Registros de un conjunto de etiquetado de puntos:
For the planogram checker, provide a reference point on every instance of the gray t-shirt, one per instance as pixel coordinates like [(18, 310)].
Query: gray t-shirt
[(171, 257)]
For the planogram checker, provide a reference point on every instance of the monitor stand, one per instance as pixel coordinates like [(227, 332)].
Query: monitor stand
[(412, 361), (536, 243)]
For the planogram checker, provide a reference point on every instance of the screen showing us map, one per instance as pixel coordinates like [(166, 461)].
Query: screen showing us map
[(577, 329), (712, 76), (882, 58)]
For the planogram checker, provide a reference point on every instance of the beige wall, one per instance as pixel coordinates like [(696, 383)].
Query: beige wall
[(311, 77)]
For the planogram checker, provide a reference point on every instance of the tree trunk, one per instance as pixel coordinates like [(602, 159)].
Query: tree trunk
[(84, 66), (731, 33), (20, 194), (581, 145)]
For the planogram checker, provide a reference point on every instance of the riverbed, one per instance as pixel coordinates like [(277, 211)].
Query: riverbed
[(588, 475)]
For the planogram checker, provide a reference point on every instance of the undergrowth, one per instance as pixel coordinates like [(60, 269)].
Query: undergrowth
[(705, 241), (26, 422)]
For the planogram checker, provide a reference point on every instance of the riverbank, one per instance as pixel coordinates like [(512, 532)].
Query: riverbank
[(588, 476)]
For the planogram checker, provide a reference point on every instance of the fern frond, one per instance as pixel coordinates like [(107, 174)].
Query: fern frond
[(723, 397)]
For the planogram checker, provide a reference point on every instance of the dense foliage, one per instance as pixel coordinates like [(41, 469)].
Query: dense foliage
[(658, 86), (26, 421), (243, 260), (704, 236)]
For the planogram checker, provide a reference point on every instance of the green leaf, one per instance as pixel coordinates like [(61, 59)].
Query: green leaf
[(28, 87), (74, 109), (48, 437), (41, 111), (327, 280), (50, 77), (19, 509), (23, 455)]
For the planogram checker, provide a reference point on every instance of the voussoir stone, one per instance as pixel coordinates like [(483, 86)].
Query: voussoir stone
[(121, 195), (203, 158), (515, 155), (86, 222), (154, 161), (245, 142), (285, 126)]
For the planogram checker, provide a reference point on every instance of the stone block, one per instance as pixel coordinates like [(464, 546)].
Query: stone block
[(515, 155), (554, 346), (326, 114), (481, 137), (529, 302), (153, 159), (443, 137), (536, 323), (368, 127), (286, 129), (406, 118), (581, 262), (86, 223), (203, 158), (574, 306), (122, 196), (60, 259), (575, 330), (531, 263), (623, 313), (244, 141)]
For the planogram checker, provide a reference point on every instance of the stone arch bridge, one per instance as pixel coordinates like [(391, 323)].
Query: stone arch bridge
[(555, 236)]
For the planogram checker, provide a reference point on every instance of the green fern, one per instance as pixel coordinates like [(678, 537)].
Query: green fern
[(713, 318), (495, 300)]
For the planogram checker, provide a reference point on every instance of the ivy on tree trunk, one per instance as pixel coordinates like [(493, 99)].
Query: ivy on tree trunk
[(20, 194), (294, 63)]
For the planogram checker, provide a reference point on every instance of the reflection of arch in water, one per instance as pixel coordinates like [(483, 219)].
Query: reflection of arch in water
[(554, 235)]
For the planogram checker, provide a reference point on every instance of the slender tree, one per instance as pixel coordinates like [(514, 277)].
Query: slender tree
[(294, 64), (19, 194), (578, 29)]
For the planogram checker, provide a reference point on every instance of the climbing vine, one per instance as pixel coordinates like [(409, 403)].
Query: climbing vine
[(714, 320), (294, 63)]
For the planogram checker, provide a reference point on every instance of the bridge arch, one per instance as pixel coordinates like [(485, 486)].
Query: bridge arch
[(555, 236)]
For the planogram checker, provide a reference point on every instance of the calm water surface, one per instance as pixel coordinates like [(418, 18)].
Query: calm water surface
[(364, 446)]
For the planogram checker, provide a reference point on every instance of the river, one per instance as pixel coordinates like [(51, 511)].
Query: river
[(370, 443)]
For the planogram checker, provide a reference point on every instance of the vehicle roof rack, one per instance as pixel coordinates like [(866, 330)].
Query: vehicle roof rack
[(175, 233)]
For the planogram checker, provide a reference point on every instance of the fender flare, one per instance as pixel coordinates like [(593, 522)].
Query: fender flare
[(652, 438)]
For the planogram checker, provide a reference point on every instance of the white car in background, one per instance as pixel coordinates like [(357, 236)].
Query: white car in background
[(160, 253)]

OBJETIVO DEL EJERCICIO
Reproduce literalmente, línea por línea, todos los ítems anteriores.

RESPUESTA
For the planogram checker, provide a reference point on every instance of the gray t-shirt, one per instance as pixel coordinates like [(18, 310)].
Query: gray t-shirt
[(171, 257)]
For the planogram checker, provide a reference point on every instance of the monitor stand, one per instance as pixel coordinates like [(227, 332)].
Query: monitor stand
[(412, 361), (536, 243)]
For the planogram checker, provide a reference point on every instance of the screen showing us map, one per instance as pixel coordinates like [(166, 461)].
Query: screen showing us map
[(577, 329), (712, 76), (882, 58)]
For the planogram checker, provide a reference point on every instance of the beige wall, one per instance as pixel coordinates like [(696, 383)].
Query: beige wall
[(311, 77)]
For the planogram checker, provide a reference point on every instance of the tree trunk, one per instance as pixel coordinates like [(602, 159)].
Query: tree trunk
[(84, 66), (731, 33), (20, 194), (581, 145)]
For the planogram checker, provide a reference point on every instance of the riverbed, one per instance as pixel coordinates like [(277, 211)].
Query: riverbed
[(588, 475)]
For the planogram checker, provide a reference point on every instance of the undergrowth, one per instance as pixel coordinates like [(60, 269)].
Query: undergrowth
[(705, 241), (26, 422)]
For the planogram checker, provide a reference point on every instance of the riverbank, one per instance as pixel coordinates like [(512, 532)].
Query: riverbank
[(588, 476)]
For the planogram checker, provide a reference point on every instance of the fern frond, one per instance as pixel coordinates like [(107, 174)].
Query: fern frond
[(723, 397)]
For the planogram checker, provide a reference point on every instance of the dense foliage, one per instance as pixel coordinates like [(41, 469)].
Query: dense foliage
[(658, 86), (26, 421), (243, 260), (704, 236)]
For the planogram checker, provide a reference point on every instance of the green leaf, one per instance as pixel coordinates like [(61, 59)].
Query: green leaf
[(28, 87), (74, 109), (48, 437), (41, 111), (327, 280), (50, 77), (19, 509), (23, 455)]
For the planogram checker, provide a reference point on every instance of the voussoir stone, one per instance as pixel coordinates like [(483, 86)].
Query: voussoir stone
[(121, 195), (203, 158), (515, 155), (86, 222), (154, 161), (245, 142), (285, 126)]
For the planogram checker, provide a reference point on every instance of the stone block, one per instance as pixel coordinates like [(464, 546)].
Query: stone block
[(515, 155), (554, 346), (326, 114), (481, 137), (529, 302), (153, 159), (443, 137), (536, 323), (368, 127), (286, 129), (406, 118), (581, 262), (86, 223), (203, 158), (574, 306), (122, 196), (60, 259), (575, 330), (531, 263), (623, 313), (244, 141)]
For the planogram checker, provide a reference point on every instance of the stone arch bridge, one per instance as pixel coordinates like [(391, 323)].
Query: stone arch bridge
[(555, 236)]
For the planogram checker, provide a reference point on every instance of the green fern, one per instance as pixel coordinates like [(678, 537)].
Query: green fern
[(713, 318), (495, 300)]
For the planogram checker, provide a reference point on every instance of the ivy on tree trunk, one per instance as pixel coordinates like [(493, 99)].
Query: ivy on tree trunk
[(20, 194), (294, 63)]
For the planogram checker, provide a reference point on every instance of the reflection of arch in water, one per instance as pixel coordinates like [(483, 219)].
Query: reflection of arch in water
[(554, 235)]
For the planogram checker, provide a reference point on every instance of the slender tree, one per instance as pixel coordinates like [(514, 277)].
Query: slender tree
[(294, 64), (19, 194), (578, 29)]
For the planogram checker, provide a reference point on every instance of the climbing vine, one per instance as pixel coordinates like [(409, 403)].
Query: climbing vine
[(714, 320), (294, 63)]
For the planogram checker, provide a reference point on every instance of the bridge arch, one per instance as pixel coordinates like [(485, 486)].
Query: bridge arch
[(555, 236)]
For the planogram checker, provide a reference point on every instance of the calm water surface, one per instance as pixel coordinates like [(418, 18)].
Query: calm water surface
[(364, 446)]
For the planogram checker, provide a reference point on every instance of the river, one per instance as pixel coordinates like [(51, 511)].
Query: river
[(370, 443)]
For the planogram checker, provide a reference point on every instance of the vehicle roof rack, one per instance as pixel coordinates like [(866, 330)].
Query: vehicle roof rack
[(175, 233)]
For the planogram checker, provide a reference point on every instance of the fender flare, one per instance as pixel coordinates like [(593, 522)].
Query: fender flare
[(652, 438)]
For the planogram checker, provide a reference point on every instance of the white car in background, one per instance as pixel coordinates like [(357, 236)].
Query: white car in background
[(160, 253)]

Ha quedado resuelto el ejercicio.